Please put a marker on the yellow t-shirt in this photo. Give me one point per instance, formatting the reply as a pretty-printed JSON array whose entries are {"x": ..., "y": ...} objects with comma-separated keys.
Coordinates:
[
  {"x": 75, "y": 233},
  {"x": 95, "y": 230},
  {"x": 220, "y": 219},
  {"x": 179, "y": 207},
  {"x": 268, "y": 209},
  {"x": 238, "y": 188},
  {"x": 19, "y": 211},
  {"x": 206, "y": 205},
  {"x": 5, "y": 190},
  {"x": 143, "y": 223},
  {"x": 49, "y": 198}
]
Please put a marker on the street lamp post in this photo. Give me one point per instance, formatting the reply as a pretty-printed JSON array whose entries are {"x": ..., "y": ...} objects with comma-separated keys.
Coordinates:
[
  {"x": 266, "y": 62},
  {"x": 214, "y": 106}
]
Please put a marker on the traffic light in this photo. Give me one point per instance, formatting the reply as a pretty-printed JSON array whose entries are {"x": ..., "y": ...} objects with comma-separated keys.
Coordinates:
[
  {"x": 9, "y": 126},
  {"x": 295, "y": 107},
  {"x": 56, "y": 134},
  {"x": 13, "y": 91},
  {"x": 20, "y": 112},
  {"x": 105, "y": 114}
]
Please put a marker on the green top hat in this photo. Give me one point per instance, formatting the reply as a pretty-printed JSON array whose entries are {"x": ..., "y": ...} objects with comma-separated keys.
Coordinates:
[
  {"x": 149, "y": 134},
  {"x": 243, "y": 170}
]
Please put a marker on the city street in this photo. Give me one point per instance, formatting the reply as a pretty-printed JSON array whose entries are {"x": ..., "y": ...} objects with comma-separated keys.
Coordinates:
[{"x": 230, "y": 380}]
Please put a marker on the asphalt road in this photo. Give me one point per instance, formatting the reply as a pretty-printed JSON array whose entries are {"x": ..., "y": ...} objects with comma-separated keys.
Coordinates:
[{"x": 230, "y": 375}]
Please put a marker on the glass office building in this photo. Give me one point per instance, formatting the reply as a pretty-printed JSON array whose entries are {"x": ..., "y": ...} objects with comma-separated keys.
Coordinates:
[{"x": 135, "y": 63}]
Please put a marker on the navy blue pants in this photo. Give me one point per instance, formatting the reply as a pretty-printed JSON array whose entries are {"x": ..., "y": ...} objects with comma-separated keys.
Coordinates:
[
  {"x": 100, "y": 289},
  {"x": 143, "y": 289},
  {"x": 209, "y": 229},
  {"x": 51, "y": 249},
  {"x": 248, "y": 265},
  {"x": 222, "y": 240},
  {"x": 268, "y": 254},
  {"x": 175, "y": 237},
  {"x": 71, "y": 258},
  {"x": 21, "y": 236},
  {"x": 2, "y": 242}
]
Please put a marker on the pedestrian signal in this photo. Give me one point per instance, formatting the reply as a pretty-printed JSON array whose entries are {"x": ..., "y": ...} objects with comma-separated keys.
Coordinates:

◆ Problem to solve:
Reproduce exactly the line that holds "Please put a marker on the asphalt", then every line after it, ending with the final line of the records above.

◆ Solved exercise:
Please put a marker on the asphalt road in this photo. Give me one point per instance, formatting the reply as a pretty-printed JSON array whose entries are {"x": ..., "y": ...} objects with comma-separated keys.
Coordinates:
[{"x": 230, "y": 375}]
Please put a marker on the glass office building in this photo. Give me one point per instance, formatting the reply as a pretty-printed JSON array whose entries are {"x": ..., "y": ...} objects with comma-separated keys.
Coordinates:
[{"x": 135, "y": 63}]
Please put a marker on the navy blue pants in this photo. Give me one point per instance, formatting the reply as a pretty-printed JSON array whose entries are {"x": ..., "y": ...} objects with comma-separated keys.
Coordinates:
[
  {"x": 100, "y": 289},
  {"x": 143, "y": 289},
  {"x": 209, "y": 229},
  {"x": 51, "y": 249},
  {"x": 248, "y": 265},
  {"x": 222, "y": 240},
  {"x": 268, "y": 254},
  {"x": 175, "y": 237},
  {"x": 71, "y": 258},
  {"x": 21, "y": 236},
  {"x": 2, "y": 242}
]
Please put a marker on the pedestrian signal in this photo. Give me one point per instance, formatting the reply as a pretty-printed JSON array whose entries are {"x": ..., "y": ...} objects with comma-separated keys.
Coordinates:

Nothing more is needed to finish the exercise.